** Opening Provided data block **
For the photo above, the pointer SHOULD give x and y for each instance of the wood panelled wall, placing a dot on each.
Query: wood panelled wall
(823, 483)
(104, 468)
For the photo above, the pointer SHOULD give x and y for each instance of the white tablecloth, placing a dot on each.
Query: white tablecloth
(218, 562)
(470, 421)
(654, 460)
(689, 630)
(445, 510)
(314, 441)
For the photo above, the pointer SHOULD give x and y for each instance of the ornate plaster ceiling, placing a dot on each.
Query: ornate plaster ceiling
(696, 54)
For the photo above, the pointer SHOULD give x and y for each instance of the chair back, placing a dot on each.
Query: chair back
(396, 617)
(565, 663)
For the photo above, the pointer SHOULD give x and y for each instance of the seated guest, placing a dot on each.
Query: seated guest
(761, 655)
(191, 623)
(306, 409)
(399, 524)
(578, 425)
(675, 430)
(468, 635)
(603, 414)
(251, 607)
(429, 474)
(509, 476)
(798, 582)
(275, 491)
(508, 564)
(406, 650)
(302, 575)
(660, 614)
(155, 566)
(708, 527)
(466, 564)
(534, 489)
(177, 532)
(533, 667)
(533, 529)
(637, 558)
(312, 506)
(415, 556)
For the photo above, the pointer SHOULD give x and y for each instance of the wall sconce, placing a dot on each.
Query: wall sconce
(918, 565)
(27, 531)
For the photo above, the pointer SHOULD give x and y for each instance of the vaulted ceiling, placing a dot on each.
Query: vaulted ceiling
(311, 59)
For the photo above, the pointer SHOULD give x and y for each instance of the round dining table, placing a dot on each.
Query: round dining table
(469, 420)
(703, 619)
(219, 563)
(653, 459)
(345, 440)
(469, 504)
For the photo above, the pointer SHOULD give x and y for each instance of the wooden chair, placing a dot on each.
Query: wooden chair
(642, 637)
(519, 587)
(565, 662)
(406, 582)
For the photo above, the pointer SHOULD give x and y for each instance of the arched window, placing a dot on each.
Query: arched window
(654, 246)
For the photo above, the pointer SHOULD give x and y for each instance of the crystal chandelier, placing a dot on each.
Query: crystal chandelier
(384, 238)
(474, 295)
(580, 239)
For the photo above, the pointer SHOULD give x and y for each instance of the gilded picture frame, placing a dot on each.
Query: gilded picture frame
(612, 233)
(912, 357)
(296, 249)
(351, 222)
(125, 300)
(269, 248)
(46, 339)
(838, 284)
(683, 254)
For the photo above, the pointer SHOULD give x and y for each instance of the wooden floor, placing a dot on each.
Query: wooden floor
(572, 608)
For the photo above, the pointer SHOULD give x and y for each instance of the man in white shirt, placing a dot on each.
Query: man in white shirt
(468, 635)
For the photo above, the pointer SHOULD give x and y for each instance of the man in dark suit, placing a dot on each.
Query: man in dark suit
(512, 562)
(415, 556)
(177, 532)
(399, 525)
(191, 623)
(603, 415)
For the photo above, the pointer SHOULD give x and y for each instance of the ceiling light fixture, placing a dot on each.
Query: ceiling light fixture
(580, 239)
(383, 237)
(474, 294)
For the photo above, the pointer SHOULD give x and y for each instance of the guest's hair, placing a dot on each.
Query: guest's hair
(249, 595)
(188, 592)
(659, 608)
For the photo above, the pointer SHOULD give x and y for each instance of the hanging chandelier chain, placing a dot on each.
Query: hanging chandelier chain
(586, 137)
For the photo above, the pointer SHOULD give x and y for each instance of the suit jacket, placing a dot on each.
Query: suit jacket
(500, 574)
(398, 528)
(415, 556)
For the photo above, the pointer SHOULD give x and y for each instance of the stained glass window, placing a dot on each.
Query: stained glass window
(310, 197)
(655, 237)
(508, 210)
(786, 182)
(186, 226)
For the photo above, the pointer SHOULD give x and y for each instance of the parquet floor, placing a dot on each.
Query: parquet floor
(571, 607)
** Closing Provided data block **
[What you should do] Write out exactly the lines from the one containing "chandelier, placing a dot on each." through the end of the data, both included. Add nothing else.

[Answer to this task]
For the photo above, the pointer SHOULD give x and y for each instance of the crystal chandelier, placing a dot on each.
Query: crystal chandelier
(384, 238)
(474, 295)
(580, 239)
For the photo above, the pointer SHOULD give x and y for each instance of the gilded picture frame, placing a dot on each.
Query: gilded picture frame
(612, 233)
(912, 357)
(296, 249)
(351, 222)
(125, 300)
(269, 248)
(46, 339)
(838, 284)
(683, 254)
For the photo above, the pointer SHOULD give x and y for each instance of the wooden floor, placing a dot on each.
Query: wooden floor
(572, 608)
For the photo above, the pointer SHOULD give x and y for each instance of the man in white shirt, placing a dot on each.
Query: man in white shirt
(468, 635)
For the photo above, the pointer SHOULD give x and y for each instance of the man in dark suit, placing a dot on each.
Query: man in dark suit
(512, 562)
(415, 556)
(177, 532)
(399, 525)
(191, 623)
(603, 415)
For the photo above, the pointer SHOULD give x and y for each instance of the ceiling light fixture, placing a dot on each.
Query: ceiling light fixture
(580, 239)
(383, 237)
(474, 294)
For the photo above, the pointer SHOULD give x and y for each instance of the guest's hair, placing a dot on each.
Query: guest's hair
(249, 595)
(188, 592)
(659, 608)
For the photo above, the pointer SHOULD give x and y for each instance of the hanging chandelier chain, placing a dot on each.
Query: hanging chandelier chain
(586, 137)
For the photo above, the pointer SHOULD give x and y for each instance of the suit jacket, placing a dot on each.
Query: suit jacket
(500, 574)
(398, 528)
(415, 556)
For the photo above, the pointer SHOULD give x and y for each instance of the stained glass window, placing a dot on each.
Query: stained glass window
(310, 197)
(655, 237)
(508, 210)
(786, 182)
(186, 226)
For the photo above, the pointer SHOULD give x and y for each instance of the parquet floor, placing a dot on each.
Query: parquet floor
(571, 607)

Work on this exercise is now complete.